::: TEXTO PARA LER :::

Num dos primeiros meses de 2003, minha sobrinha Lohana, então com oito anos, não estava dormindo muito bem naqueles dias. Acordava assustada e, por conta disso, seus dias não eram lá muito bem-humorados. Para piorar, havia morrido a mãe de Flávio, muito amigo da Nilda, minha irmã e mãe de Lohana. Nilda, dividida entre ir ao enterro e preservar as filhas daquele ambiente, decidiu levá-las, sim, mas de forma que ficassem apenas o tempo necessário.

Cinco anos antes, Lohana e a irmã Juliana, um ano e meio mais nova, tiveram o primeiro contato com esse tipo de perda. Meu pai, avô delas, falecera devido a um segundo enfarte. Elas eram muito agarradas a ele, que também adorava as netas. Lohana, por ser a mais velha, sofrera mais com sua ausência. Juliana não tinha grandes recordações.

Nilda preferiu chegar ao cemitério na hora do enterro, ficando assim o mínimo possível. Além do que era naquele mesmo lugar onde estava sepultado nosso pai, e o ambiente não lhe trazia boas lembranças. Chegou com as meninas, prestou seus pêsames e, em procissão, começaram a subir o morro em direção ao túmulo. Nilda ficou mais para trás, não iria deixar as filhas assistirem ao final do ritual.

– Mãe, eu queria ver o vô!

– Mas, Lohana, eu nem lembro direito onde ele está.

De fato. A cova de papai ficava em meio a um emaranhado de direitas e esquerdas, idas e vindas, um verdadeiro labirinto. Mesmo com os números devidamente afixados a pequenas placas no chão, quase se precisava de um mapa para encontrá-las. Lohana acatou, embora contrariada.

Terminado o sepultamento, o cortejo começou, então, a descer o morro. Subitamente, Lohana disparou à frente, ansiosa, dizendo que seu avô a chamava. Juliana, temerosa, e sem entender direito, agarrou-se à mãe que se apressava para não perder a outra de vista.

::: EXTRATOS DE REGISTROS :::

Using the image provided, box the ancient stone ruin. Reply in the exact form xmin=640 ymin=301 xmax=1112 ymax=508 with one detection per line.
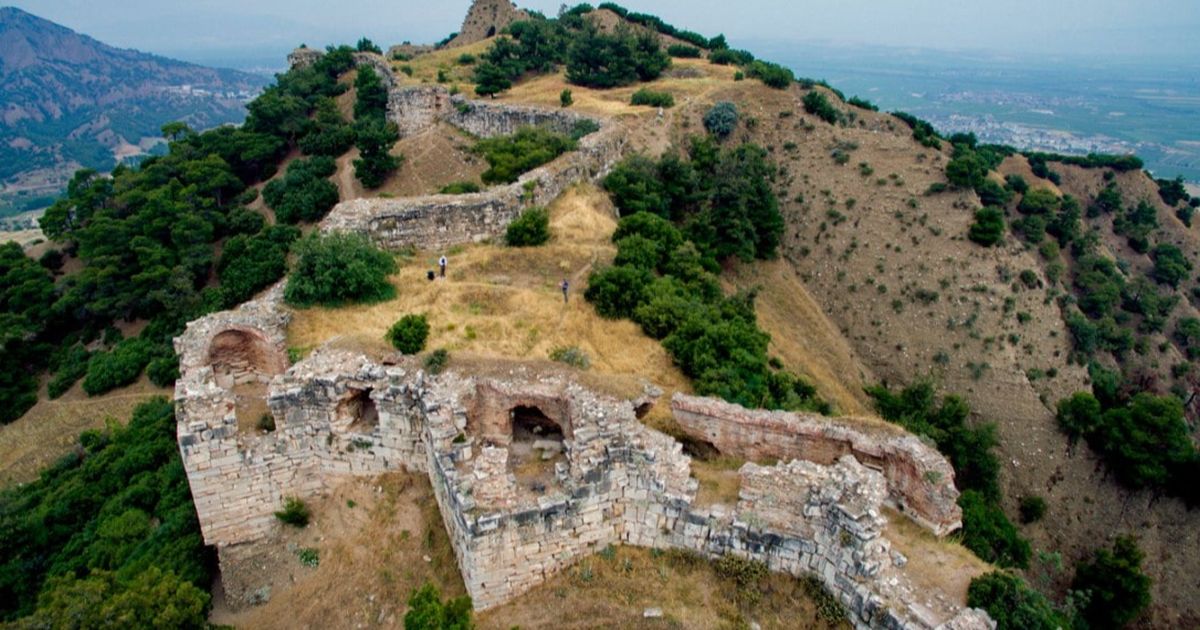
xmin=175 ymin=40 xmax=994 ymax=629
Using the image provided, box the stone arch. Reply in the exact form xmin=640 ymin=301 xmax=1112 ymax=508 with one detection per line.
xmin=205 ymin=326 xmax=288 ymax=383
xmin=334 ymin=388 xmax=379 ymax=434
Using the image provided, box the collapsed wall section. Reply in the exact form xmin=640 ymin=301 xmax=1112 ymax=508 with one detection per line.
xmin=671 ymin=394 xmax=962 ymax=536
xmin=320 ymin=96 xmax=626 ymax=250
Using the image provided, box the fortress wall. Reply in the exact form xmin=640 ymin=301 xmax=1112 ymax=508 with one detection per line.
xmin=320 ymin=106 xmax=625 ymax=250
xmin=671 ymin=394 xmax=962 ymax=535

:::

**LISTA DE TAREFAS**
[1] Liste todas as pessoas chamadas pelo nome no texto sobre o enterro.
[2] Segundo o texto sobre o enterro, por que Nilda preferiu chegar ao cemitério só na hora do sepultamento? Responda em uma a três frases.
[3] Transcreva do texto sobre o enterro a passagem que começa nas palavras "De fato. A cova" e termina depois de "acatou, embora contrariada.".

**AS RESPOSTAS**
[1] Lohana, Flávio, Nilda e Juliana.

[2] Ela quis ficar ali o mínimo possível, para preservar as filhas daquele ambiente. Além disso, era no mesmo cemitério que estava sepultado o pai dela, e o lugar não lhe trazia boas lembranças.

[3]
De fato. A cova de papai ficava em meio a um emaranhado de direitas e esquerdas, idas e vindas, um verdadeiro labirinto. Mesmo com os números devidamente afixados a pequenas placas no chão, quase se precisava de um mapa para encontrá-las. Lohana acatou, embora contrariada.